Take the line that contains "[trace] double-breasted chef jacket" as the first line and the last line of the material below as the final one; reproduce exactly the lines between, inclusive.

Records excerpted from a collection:
-=-=-
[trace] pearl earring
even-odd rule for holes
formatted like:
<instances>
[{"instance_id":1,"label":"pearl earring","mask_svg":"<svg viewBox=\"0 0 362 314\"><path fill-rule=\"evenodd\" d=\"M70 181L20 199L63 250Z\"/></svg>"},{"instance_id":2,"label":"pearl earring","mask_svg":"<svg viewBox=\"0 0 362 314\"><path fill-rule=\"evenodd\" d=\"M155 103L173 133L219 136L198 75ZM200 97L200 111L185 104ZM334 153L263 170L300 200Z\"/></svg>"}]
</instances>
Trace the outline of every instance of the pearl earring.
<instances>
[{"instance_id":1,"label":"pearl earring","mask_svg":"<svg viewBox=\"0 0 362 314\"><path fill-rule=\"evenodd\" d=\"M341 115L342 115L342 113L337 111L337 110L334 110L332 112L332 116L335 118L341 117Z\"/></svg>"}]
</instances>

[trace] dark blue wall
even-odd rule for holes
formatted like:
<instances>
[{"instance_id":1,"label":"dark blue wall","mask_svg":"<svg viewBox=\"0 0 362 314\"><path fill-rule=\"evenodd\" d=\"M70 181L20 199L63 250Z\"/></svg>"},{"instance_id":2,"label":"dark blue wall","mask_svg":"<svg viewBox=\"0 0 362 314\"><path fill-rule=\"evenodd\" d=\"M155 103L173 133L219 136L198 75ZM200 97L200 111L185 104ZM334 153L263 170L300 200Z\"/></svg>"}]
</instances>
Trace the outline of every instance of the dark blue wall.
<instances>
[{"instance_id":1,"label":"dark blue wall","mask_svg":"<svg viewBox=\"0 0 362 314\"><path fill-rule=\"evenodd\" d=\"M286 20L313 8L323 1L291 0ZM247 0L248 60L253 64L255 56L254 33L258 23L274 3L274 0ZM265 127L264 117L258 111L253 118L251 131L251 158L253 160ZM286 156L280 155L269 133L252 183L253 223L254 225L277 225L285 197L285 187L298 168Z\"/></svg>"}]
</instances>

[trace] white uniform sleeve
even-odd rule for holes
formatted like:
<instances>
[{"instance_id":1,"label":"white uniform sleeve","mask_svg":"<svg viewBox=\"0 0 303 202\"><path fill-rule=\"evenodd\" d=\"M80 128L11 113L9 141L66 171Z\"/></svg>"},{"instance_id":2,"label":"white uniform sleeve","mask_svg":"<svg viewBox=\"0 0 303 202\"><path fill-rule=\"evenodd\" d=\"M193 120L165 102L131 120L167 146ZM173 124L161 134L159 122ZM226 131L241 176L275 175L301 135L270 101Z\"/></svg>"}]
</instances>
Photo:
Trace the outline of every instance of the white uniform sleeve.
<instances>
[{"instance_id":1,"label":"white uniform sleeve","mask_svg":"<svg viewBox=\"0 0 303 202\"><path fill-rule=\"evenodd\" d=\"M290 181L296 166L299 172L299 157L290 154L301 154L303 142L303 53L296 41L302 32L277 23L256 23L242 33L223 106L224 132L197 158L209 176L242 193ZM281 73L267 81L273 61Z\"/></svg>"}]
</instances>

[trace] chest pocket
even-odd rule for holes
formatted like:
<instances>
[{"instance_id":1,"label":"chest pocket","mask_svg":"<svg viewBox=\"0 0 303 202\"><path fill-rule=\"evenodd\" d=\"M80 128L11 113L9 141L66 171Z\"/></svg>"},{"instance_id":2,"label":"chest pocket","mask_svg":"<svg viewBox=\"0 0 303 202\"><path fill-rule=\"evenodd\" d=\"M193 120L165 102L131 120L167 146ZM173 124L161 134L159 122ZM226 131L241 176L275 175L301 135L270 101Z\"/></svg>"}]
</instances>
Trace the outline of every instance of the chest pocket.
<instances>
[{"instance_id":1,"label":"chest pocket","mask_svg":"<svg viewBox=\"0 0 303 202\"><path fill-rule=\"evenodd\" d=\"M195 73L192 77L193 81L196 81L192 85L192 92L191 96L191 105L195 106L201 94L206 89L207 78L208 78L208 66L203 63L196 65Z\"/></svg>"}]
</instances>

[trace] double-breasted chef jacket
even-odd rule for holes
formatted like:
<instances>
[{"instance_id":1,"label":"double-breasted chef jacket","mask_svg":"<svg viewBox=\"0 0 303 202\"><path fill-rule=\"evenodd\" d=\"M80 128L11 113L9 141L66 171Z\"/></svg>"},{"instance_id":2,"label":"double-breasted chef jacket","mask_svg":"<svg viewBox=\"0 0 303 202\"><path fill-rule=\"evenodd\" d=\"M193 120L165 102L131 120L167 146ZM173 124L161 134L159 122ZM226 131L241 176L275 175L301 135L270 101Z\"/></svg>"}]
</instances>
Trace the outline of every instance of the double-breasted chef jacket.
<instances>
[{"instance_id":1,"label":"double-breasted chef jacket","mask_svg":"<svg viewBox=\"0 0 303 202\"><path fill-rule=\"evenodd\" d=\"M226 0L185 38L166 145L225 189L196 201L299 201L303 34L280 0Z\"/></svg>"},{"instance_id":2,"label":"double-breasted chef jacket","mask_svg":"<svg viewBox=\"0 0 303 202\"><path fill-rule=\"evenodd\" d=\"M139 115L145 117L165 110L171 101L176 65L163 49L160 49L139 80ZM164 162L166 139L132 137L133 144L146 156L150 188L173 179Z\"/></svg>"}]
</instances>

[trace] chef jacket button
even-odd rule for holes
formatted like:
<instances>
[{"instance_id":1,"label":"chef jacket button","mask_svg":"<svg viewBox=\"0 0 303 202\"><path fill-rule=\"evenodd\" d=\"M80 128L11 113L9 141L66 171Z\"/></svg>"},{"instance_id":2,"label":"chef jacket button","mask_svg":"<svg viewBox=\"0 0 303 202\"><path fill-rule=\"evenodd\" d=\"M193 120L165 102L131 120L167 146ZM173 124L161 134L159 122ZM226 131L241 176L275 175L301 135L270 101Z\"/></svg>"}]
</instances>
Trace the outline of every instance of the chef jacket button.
-=-=-
# Result of this exercise
[trace] double-breasted chef jacket
even-odd rule for holes
formatted like:
<instances>
[{"instance_id":1,"label":"double-breasted chef jacket","mask_svg":"<svg viewBox=\"0 0 303 202\"><path fill-rule=\"evenodd\" d=\"M80 128L11 113L9 141L66 171Z\"/></svg>"},{"instance_id":2,"label":"double-breasted chef jacket","mask_svg":"<svg viewBox=\"0 0 303 202\"><path fill-rule=\"evenodd\" d=\"M193 120L165 102L131 120L167 146ZM173 124L161 134L159 122ZM226 131L241 176L275 175L301 135L270 101Z\"/></svg>"}]
</instances>
Trace the outline of every instance of the double-breasted chef jacket.
<instances>
[{"instance_id":1,"label":"double-breasted chef jacket","mask_svg":"<svg viewBox=\"0 0 303 202\"><path fill-rule=\"evenodd\" d=\"M226 0L185 38L166 145L225 189L196 201L299 201L303 34L280 0Z\"/></svg>"},{"instance_id":2,"label":"double-breasted chef jacket","mask_svg":"<svg viewBox=\"0 0 303 202\"><path fill-rule=\"evenodd\" d=\"M139 115L145 117L165 110L171 101L176 65L163 49L160 49L139 80ZM164 162L166 139L132 137L133 144L146 156L150 188L173 179Z\"/></svg>"}]
</instances>

[trace] chef jacket button
even-odd rule for holes
formatted like:
<instances>
[{"instance_id":1,"label":"chef jacket button","mask_svg":"<svg viewBox=\"0 0 303 202\"><path fill-rule=\"evenodd\" d=\"M80 128L11 113L9 141L66 171Z\"/></svg>"},{"instance_id":2,"label":"chef jacket button","mask_svg":"<svg viewBox=\"0 0 303 202\"><path fill-rule=\"evenodd\" d=\"M193 120L165 102L131 120L167 146ZM173 124L161 134L159 122ZM226 131L241 176L275 175L301 135L270 101Z\"/></svg>"}]
</instances>
Trace the outline of every instance of the chef jacket button.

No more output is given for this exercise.